⟨

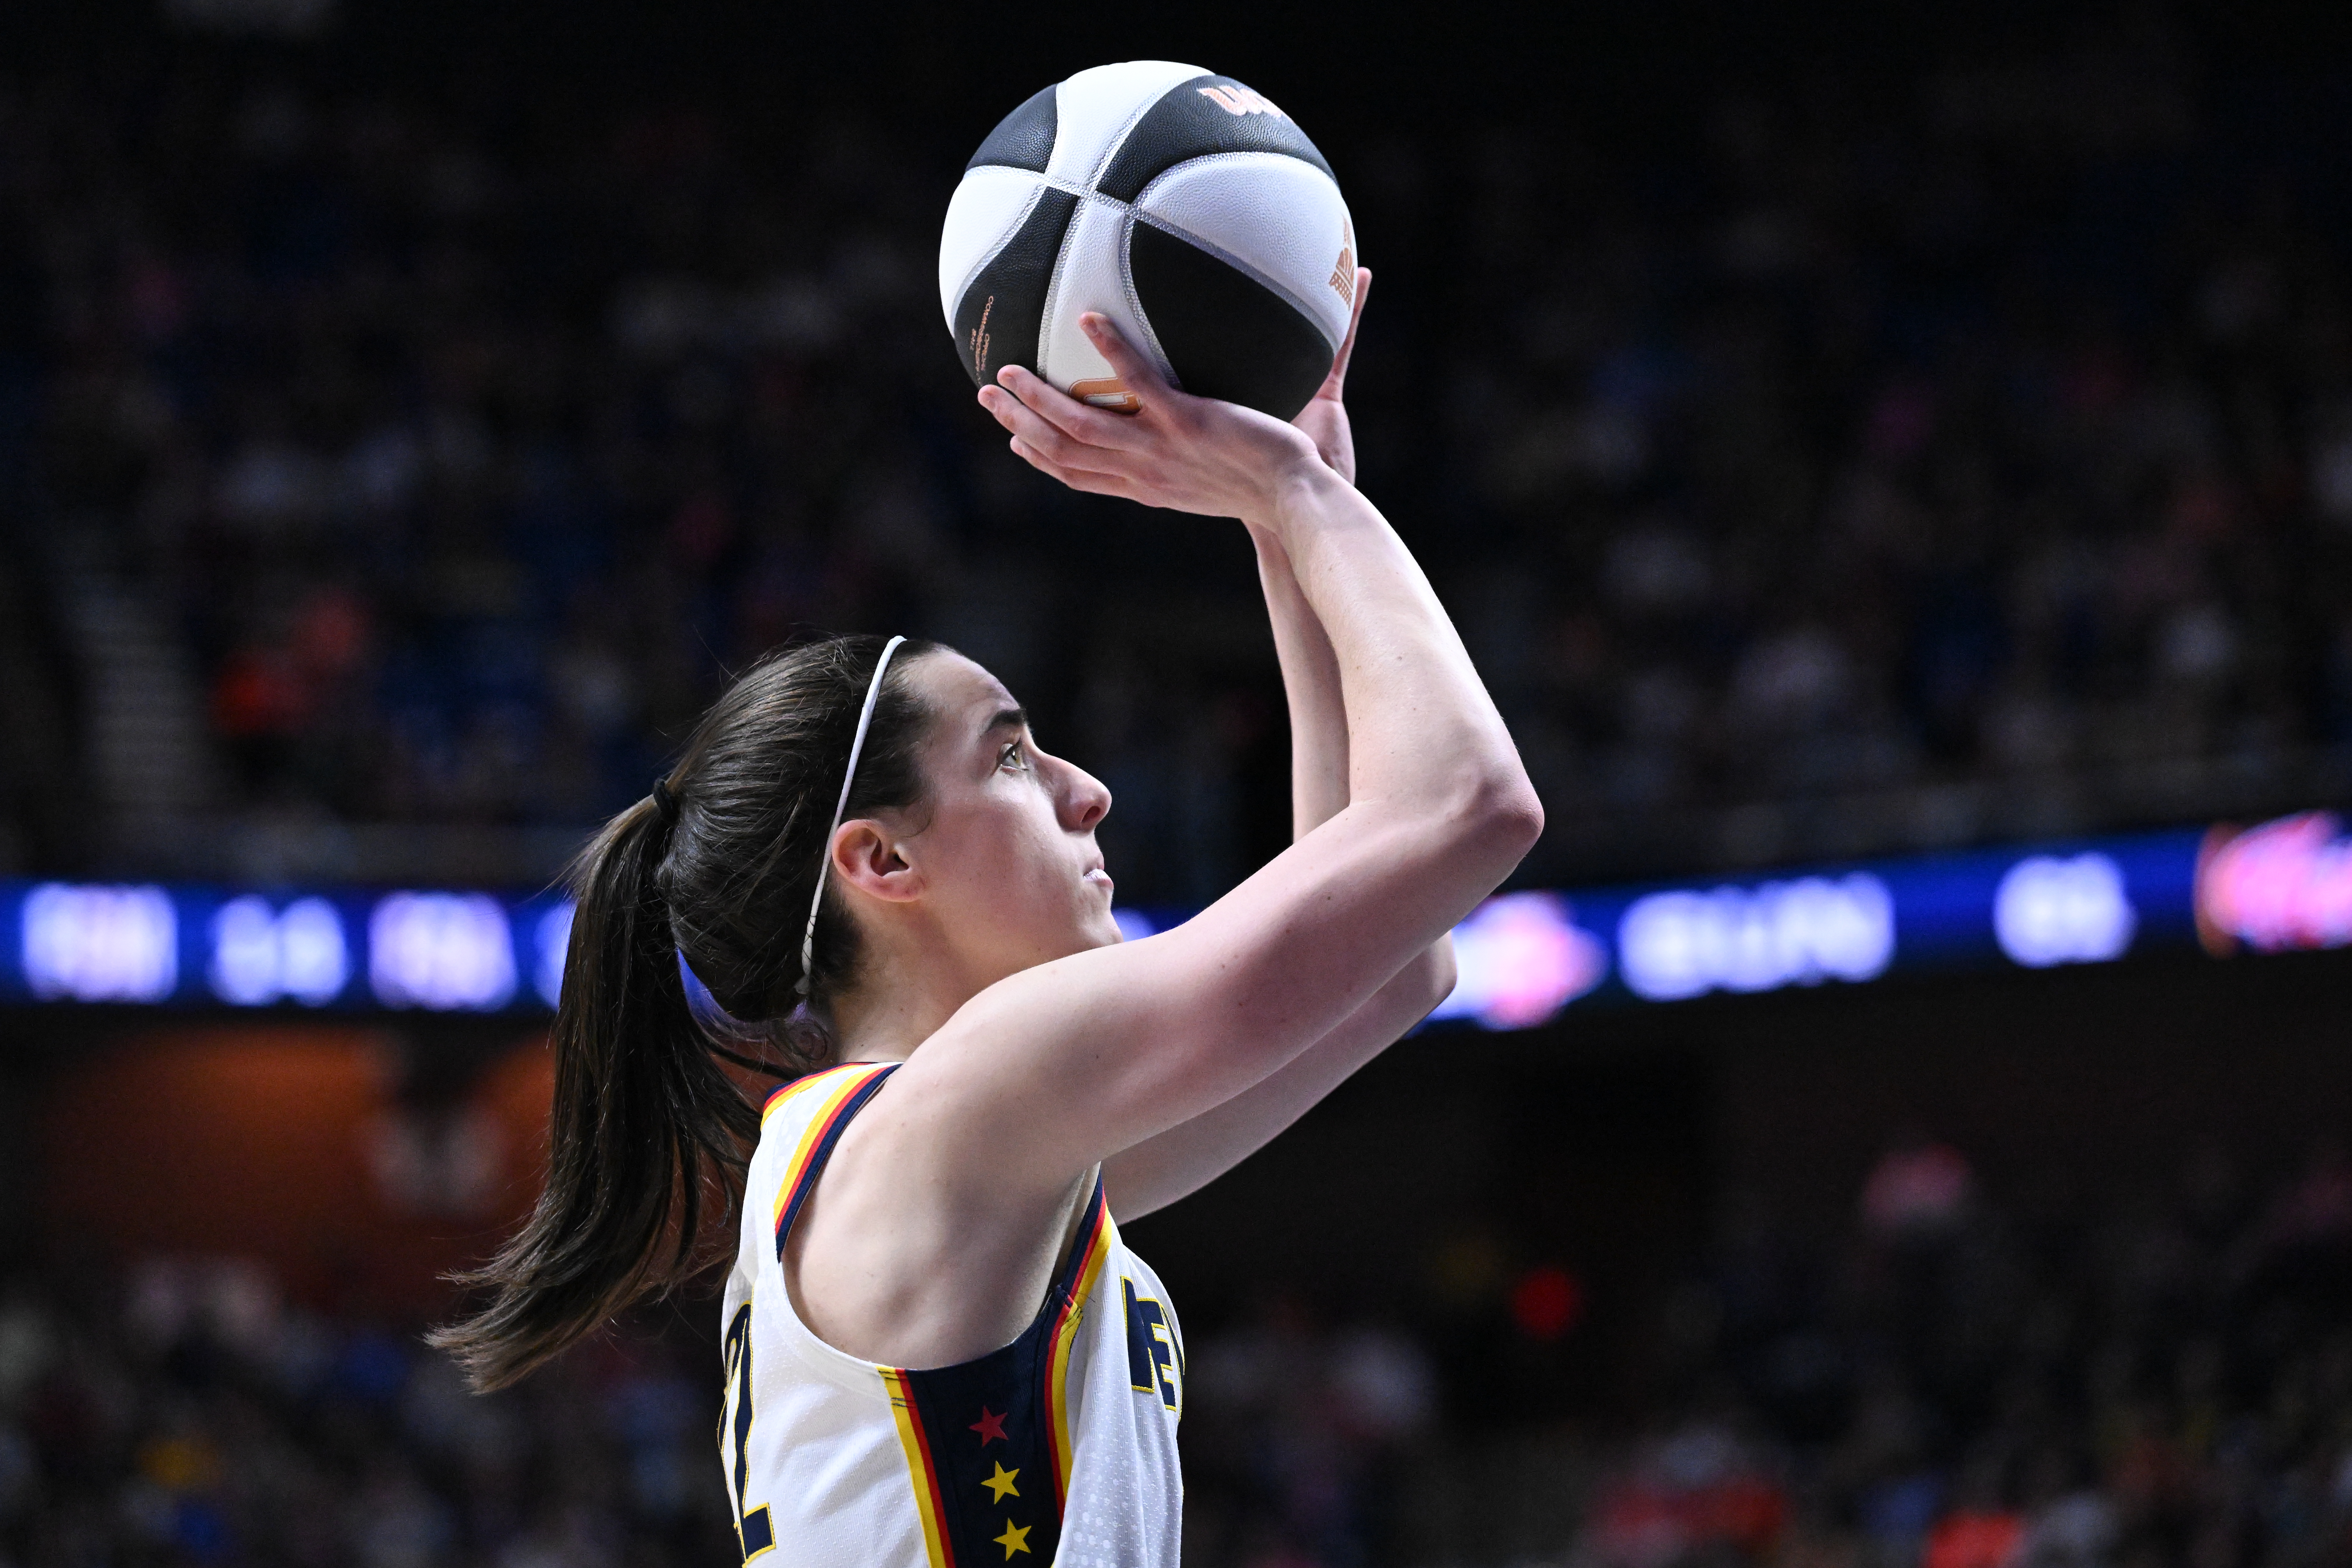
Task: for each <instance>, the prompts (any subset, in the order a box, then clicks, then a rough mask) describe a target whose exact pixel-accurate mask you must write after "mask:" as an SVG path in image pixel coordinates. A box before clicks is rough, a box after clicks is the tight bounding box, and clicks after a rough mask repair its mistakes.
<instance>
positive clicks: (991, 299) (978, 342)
mask: <svg viewBox="0 0 2352 1568" xmlns="http://www.w3.org/2000/svg"><path fill="white" fill-rule="evenodd" d="M995 308H997V296H995V294H990V296H988V303H985V306H981V324H978V327H974V329H971V374H974V378H978V381H988V317H990V313H993V310H995Z"/></svg>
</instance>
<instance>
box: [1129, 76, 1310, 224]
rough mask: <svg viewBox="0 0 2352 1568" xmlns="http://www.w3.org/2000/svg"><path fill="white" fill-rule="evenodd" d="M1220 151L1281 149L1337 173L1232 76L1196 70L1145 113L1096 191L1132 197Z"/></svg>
mask: <svg viewBox="0 0 2352 1568" xmlns="http://www.w3.org/2000/svg"><path fill="white" fill-rule="evenodd" d="M1214 153H1282V155H1284V158H1296V160H1301V162H1310V165H1315V167H1317V169H1322V172H1324V174H1331V165H1327V162H1324V155H1322V153H1317V150H1315V143H1312V141H1308V134H1305V132H1303V129H1298V125H1296V122H1294V120H1291V118H1289V115H1284V113H1282V110H1277V108H1275V106H1272V103H1268V101H1265V99H1261V96H1258V94H1254V92H1251V89H1249V87H1242V85H1240V82H1235V80H1232V78H1230V75H1195V78H1192V80H1188V82H1176V85H1174V87H1169V89H1167V92H1164V94H1160V101H1157V103H1152V106H1150V108H1148V110H1143V118H1141V120H1136V129H1131V132H1127V141H1122V143H1120V150H1117V153H1115V155H1112V158H1110V167H1108V169H1103V179H1098V181H1096V183H1094V188H1096V190H1101V193H1103V195H1110V197H1117V200H1122V202H1131V200H1136V195H1141V193H1143V186H1148V183H1152V181H1155V179H1160V176H1162V174H1167V172H1169V169H1174V167H1176V165H1181V162H1185V160H1192V158H1209V155H1214Z"/></svg>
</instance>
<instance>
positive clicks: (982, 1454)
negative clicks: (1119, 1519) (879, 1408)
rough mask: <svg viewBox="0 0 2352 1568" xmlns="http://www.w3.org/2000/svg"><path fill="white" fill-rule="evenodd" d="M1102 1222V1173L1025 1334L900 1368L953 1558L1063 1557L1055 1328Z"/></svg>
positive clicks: (1071, 1294)
mask: <svg viewBox="0 0 2352 1568" xmlns="http://www.w3.org/2000/svg"><path fill="white" fill-rule="evenodd" d="M1101 1218H1103V1178H1101V1175H1096V1180H1094V1197H1091V1199H1089V1201H1087V1213H1084V1215H1080V1225H1077V1244H1075V1246H1073V1248H1070V1258H1065V1260H1063V1265H1061V1269H1056V1274H1054V1284H1051V1288H1049V1291H1047V1298H1044V1307H1040V1312H1037V1316H1035V1319H1033V1321H1030V1326H1028V1328H1023V1331H1021V1338H1018V1340H1014V1342H1011V1345H1007V1347H1004V1349H1000V1352H995V1354H988V1356H981V1359H976V1361H964V1363H960V1366H941V1368H931V1371H901V1373H898V1382H901V1387H903V1389H906V1399H908V1408H910V1413H913V1418H915V1420H917V1422H922V1436H924V1446H927V1448H929V1455H931V1469H934V1476H936V1483H938V1507H941V1535H943V1544H946V1552H948V1561H950V1563H1004V1561H1009V1559H1011V1556H1014V1554H1018V1552H1028V1554H1033V1556H1035V1561H1040V1563H1051V1561H1054V1549H1056V1547H1058V1544H1061V1509H1063V1497H1061V1488H1058V1476H1056V1467H1054V1436H1051V1420H1054V1328H1056V1324H1061V1316H1063V1312H1065V1309H1068V1307H1070V1302H1073V1291H1075V1288H1077V1284H1080V1269H1082V1267H1084V1258H1087V1244H1089V1239H1094V1234H1096V1227H1098V1225H1101Z"/></svg>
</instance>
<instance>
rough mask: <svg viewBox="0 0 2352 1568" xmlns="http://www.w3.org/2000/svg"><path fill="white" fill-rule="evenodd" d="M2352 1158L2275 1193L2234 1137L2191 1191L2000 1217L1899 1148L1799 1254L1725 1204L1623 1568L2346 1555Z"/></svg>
mask: <svg viewBox="0 0 2352 1568" xmlns="http://www.w3.org/2000/svg"><path fill="white" fill-rule="evenodd" d="M2347 1307H2352V1164H2347V1161H2345V1157H2343V1152H2340V1150H2324V1152H2321V1154H2317V1157H2314V1159H2312V1161H2310V1166H2307V1171H2305V1173H2303V1175H2300V1178H2296V1180H2291V1182H2286V1185H2284V1187H2281V1190H2277V1192H2272V1194H2258V1192H2249V1190H2246V1187H2244V1182H2239V1180H2237V1178H2234V1175H2232V1166H2230V1164H2227V1161H2225V1159H2220V1157H2218V1154H2204V1157H2197V1159H2192V1161H2190V1166H2187V1173H2185V1178H2183V1182H2180V1185H2178V1190H2176V1192H2171V1194H2152V1197H2150V1201H2145V1204H2140V1206H2131V1208H2112V1211H2107V1213H2100V1215H2072V1218H2067V1220H2058V1218H2044V1220H2027V1218H2023V1215H2018V1213H2002V1211H1997V1208H1992V1206H1990V1204H1985V1201H1983V1197H1980V1194H1978V1192H1976V1190H1973V1180H1971V1175H1969V1166H1966V1161H1964V1159H1962V1157H1959V1154H1957V1152H1952V1150H1947V1147H1938V1145H1929V1143H1919V1145H1912V1147H1903V1150H1896V1152H1891V1154H1889V1157H1886V1161H1884V1164H1882V1166H1879V1171H1877V1173H1875V1175H1872V1182H1870V1187H1867V1192H1865V1194H1863V1211H1860V1227H1858V1229H1856V1234H1853V1237H1849V1241H1846V1244H1844V1246H1842V1248H1837V1251H1835V1255H1830V1258H1816V1260H1813V1262H1811V1265H1804V1262H1802V1260H1799V1255H1797V1253H1795V1251H1790V1248H1788V1246H1783V1244H1778V1241H1773V1237H1771V1229H1769V1227H1766V1225H1759V1222H1755V1220H1752V1218H1748V1220H1743V1218H1733V1220H1731V1222H1729V1227H1726V1234H1724V1237H1722V1239H1719V1246H1717V1255H1715V1262H1712V1269H1710V1276H1708V1279H1705V1284H1700V1286H1693V1288H1691V1293H1689V1295H1686V1298H1684V1300H1682V1302H1679V1307H1677V1312H1675V1314H1670V1316H1672V1324H1675V1333H1679V1338H1682V1352H1684V1354H1686V1361H1684V1378H1686V1394H1684V1401H1682V1420H1661V1422H1658V1427H1656V1432H1653V1436H1649V1439H1646V1441H1642V1443H1639V1446H1635V1448H1632V1450H1630V1453H1623V1455H1618V1458H1616V1462H1613V1465H1609V1467H1606V1474H1604V1481H1602V1483H1599V1486H1597V1488H1595V1493H1592V1497H1590V1507H1588V1512H1585V1519H1583V1530H1581V1556H1583V1559H1590V1561H1597V1563H1609V1566H1613V1568H1663V1566H1665V1563H1698V1561H1708V1563H1729V1561H1766V1559H1771V1561H1783V1563H1804V1566H1806V1568H1825V1566H1830V1563H1837V1566H1842V1568H1870V1566H1891V1563H1903V1566H1917V1568H2091V1566H2117V1568H2143V1566H2145V1568H2157V1566H2166V1568H2171V1566H2183V1568H2253V1566H2256V1563H2263V1566H2277V1563H2340V1561H2345V1559H2347V1556H2352V1425H2347V1413H2352V1314H2347Z"/></svg>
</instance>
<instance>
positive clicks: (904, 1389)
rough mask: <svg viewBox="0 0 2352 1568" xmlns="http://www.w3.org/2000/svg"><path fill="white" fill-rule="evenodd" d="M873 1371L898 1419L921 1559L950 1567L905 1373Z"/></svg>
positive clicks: (893, 1417)
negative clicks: (910, 1489) (914, 1504)
mask: <svg viewBox="0 0 2352 1568" xmlns="http://www.w3.org/2000/svg"><path fill="white" fill-rule="evenodd" d="M875 1371H877V1373H882V1387H884V1389H889V1413H891V1420H896V1422H898V1446H901V1448H906V1472H908V1481H913V1483H915V1516H917V1519H922V1552H924V1561H927V1563H929V1568H950V1566H948V1526H946V1519H943V1512H946V1509H943V1505H941V1495H938V1462H936V1460H934V1458H931V1439H927V1436H924V1434H922V1418H920V1415H917V1413H915V1394H913V1389H910V1387H908V1382H906V1373H903V1371H898V1368H896V1366H877V1368H875ZM1007 1556H1009V1554H1007Z"/></svg>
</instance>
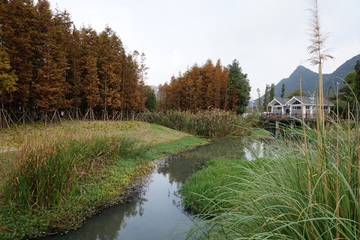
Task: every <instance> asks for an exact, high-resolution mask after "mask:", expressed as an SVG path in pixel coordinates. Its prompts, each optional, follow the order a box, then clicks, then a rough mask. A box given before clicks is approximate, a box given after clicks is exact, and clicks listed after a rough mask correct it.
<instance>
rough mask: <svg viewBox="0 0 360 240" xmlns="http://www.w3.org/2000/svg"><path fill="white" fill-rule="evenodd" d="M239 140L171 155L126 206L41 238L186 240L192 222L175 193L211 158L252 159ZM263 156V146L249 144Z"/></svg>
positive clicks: (263, 144)
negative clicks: (68, 228) (185, 232)
mask: <svg viewBox="0 0 360 240" xmlns="http://www.w3.org/2000/svg"><path fill="white" fill-rule="evenodd" d="M245 145H247V146H248V145H249V144H248V143H247V144H244V142H243V141H242V140H241V139H218V140H216V141H214V143H213V144H211V145H206V146H200V147H197V148H196V149H195V150H192V151H188V152H184V153H181V154H176V155H171V156H169V157H168V158H166V159H163V160H161V161H160V162H159V164H158V166H157V168H156V169H155V171H154V172H153V173H152V174H151V175H150V176H149V178H148V183H147V184H145V185H144V186H143V187H142V188H141V190H139V191H138V192H136V193H135V194H134V195H132V196H131V197H129V198H128V199H127V200H129V203H123V204H118V205H115V206H113V207H110V208H107V209H105V210H103V211H102V212H101V213H100V214H98V215H96V216H93V217H92V218H90V219H88V220H87V221H86V223H85V224H84V226H83V227H82V228H81V229H78V230H76V231H71V232H69V233H68V234H66V235H54V236H50V237H46V238H44V239H49V240H55V239H61V240H70V239H71V240H75V239H76V240H78V239H79V240H82V239H84V240H85V239H86V240H118V239H126V240H129V239H146V240H153V239H166V238H169V239H173V238H175V237H176V239H180V240H181V239H185V238H186V235H185V234H179V233H177V232H182V231H183V230H186V229H188V228H189V227H190V226H191V224H192V221H191V220H190V219H189V218H188V217H187V215H186V214H184V213H183V210H182V209H181V207H176V206H175V205H174V204H173V201H176V202H180V200H181V199H180V198H179V197H178V196H177V195H176V194H174V193H175V192H176V191H177V190H178V188H179V187H180V186H181V184H182V183H184V181H185V180H186V179H187V178H188V177H189V176H190V175H191V174H193V173H194V172H196V171H198V170H199V169H201V168H202V166H203V165H204V164H205V162H207V161H209V160H210V159H213V158H220V157H227V158H238V159H248V160H252V159H253V157H252V154H251V151H249V150H248V149H247V147H245ZM250 146H251V147H252V148H253V150H254V151H255V152H257V153H258V154H259V153H260V154H261V155H262V152H263V151H264V144H263V143H255V142H254V143H252V144H251V145H250Z"/></svg>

⟩

→ **TASK PROMPT**:
Copy the entries again word for word, starting at the very beginning and ending with the line that contains "positive clicks: (991, 299) (978, 342)". Leave out the pictures.

→ **SOLUTION BELOW**:
Task: for each <instance>, the prompts (any subset, in the order a box, then clicks, then a rough mask) describe a target whose exact pixel-accurate mask you must write after "mask:" as an SVG path in image pixel coordinates. A box before clicks is rough, a box after clicks is the tight bounding box, and clicks after a rough mask repair its mistakes.
<instance>
positive clicks: (991, 299) (978, 342)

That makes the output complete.